▶ Request
Count the lines of the data below that contain the word "wall", and reply with that number alone.

▶ Data entries
____
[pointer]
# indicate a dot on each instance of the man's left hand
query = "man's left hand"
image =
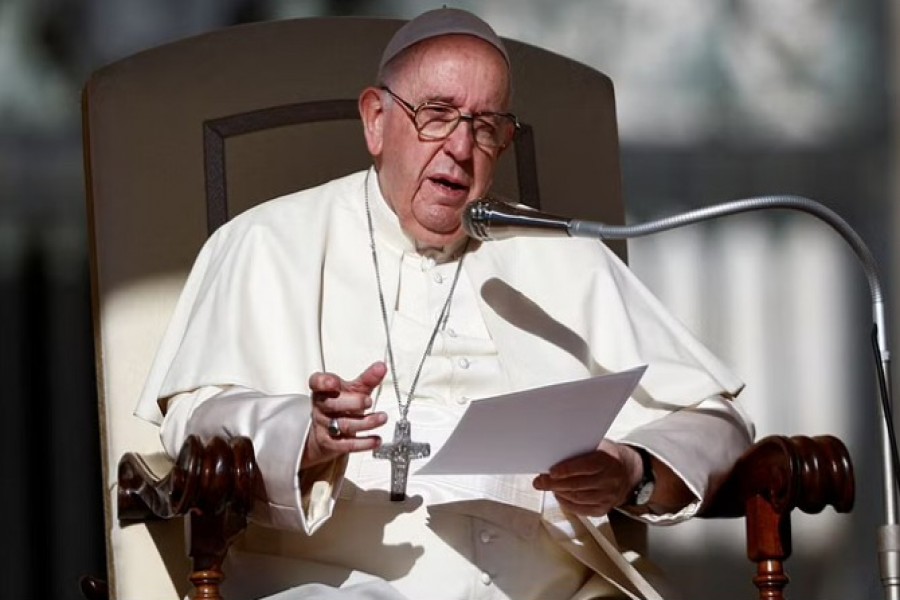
____
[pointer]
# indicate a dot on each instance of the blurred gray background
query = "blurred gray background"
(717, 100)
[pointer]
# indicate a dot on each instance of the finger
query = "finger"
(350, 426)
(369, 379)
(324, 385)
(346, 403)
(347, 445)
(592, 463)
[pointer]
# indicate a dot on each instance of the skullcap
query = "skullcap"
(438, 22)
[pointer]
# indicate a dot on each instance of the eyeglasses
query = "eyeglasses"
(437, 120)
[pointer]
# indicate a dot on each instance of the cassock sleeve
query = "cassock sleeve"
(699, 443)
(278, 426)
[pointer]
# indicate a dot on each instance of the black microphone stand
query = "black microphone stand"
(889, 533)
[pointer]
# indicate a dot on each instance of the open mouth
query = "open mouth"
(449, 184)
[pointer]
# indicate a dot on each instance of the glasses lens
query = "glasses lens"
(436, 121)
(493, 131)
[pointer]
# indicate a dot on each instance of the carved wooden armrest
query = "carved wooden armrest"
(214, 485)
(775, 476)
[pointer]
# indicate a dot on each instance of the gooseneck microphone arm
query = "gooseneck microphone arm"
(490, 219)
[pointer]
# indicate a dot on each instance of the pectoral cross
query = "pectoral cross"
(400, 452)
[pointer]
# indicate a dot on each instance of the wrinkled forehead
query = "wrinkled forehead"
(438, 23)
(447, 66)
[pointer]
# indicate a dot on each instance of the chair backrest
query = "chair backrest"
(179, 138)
____
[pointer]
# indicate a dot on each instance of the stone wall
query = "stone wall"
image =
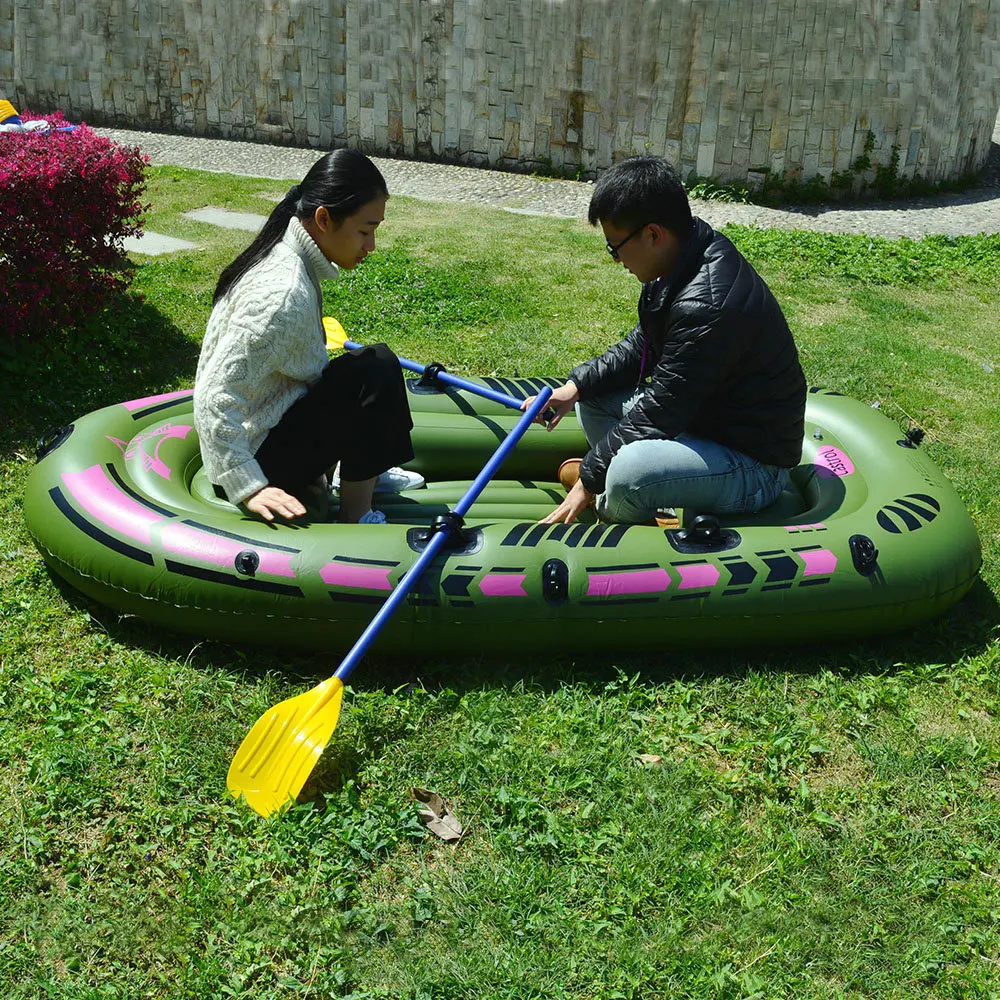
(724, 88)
____
▶ Response
2